• SELECTED EXTRACT:
***

More thoughts on the Delike New Moon fude nib fountain pen.

My previous post was about my Delike New Moon, a fude nib fountain pen that I had bought on Amazon not long ago. That pen was a great success and I enjoyed using it.

I no longer have it, as I gave it away to a young lady who was serving me in the phone shop, helping me to renew my mobile phone contract. Fountain pens came up in the discussion as I mentioned that I probably used the phone more for Instagram and the internet and other functions such as photographing pens, than I did for making phone calls. She immediately lit up and told me that she liked to use a fountain pen too. I showed her the couple of pens that I had with me, one of which was the New Moon with its unusual fude nib. After I had talked about the pen so enthusiastically, it seemed a good idea to give it to her and I knew that I could easily replace it.

Writing sample – all from one Delike New Moon with fude nib.

The best endorsement I can give for the New Moon is to say that once I no longer had one, I immediately ordered another one. I would not say that about all of my pens.

The delivery time from China was estimated at about six to eight weeks but as before, the pen arrived about a month earlier than expected. I was glad to see that my second New Moon’s nib was also set up perfectly and wrote every bit as wonderfully as the first one. The acrylic body of the pen, with its random patches of green, brown, purple and turquoise was of course different as each one is unique but the overall look was the same.

My second Delike New Moon pen.

I have only these two New Moon purchases to go on but have been delighted with them both. As a lefty overwriter, I have a number of pens which work well for me in overwriter mode, and others that write better in an underwriter style, but the New Moon is equally at home whichever way I write with it. You also have the option of producing several different line widths, all from one nib which is very useful but also a lot of fun. For its modest cost it represents great value. I shall try to hold on to this one.

Early thoughts on the Delike New Moon bent nib fude pen.

This pen came to my attention through reading a post on Margana’s “An Inkophile’s Blog” on 9 February 2022, entitled 20 Refills Without Cleaning My Pen. I was impressed, also in that she had found a relatively modest fountain pen that she liked using so much that she had used it every day for 6 months and written 200 pages with it.

***

• SUPPLIED DATA:
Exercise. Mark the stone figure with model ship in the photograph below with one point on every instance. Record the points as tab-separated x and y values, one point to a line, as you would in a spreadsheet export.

***

Copy the part of the fountain pen post that opens with the words "I no longer have" and closes with "easily replace it.", swapping "young lady" for "young woman". The material plays no part in this work.

I no longer have it, as I gave it away to a young woman who was serving me in the phone shop, helping me to renew my mobile phone contract. Fountain pens came up in the discussion as I mentioned that I probably used the phone more for Instagram and the internet and other functions such as photographing pens, than I did for making phone calls. She immediately lit up and told me that she liked to use a fountain pen too. I showed her the couple of pens that I had with me, one of which was the New Moon with its unusual fude nib. After I had talked about the pen so enthusiastically, it seemed a good idea to give it to her and I knew that I could easily replace it.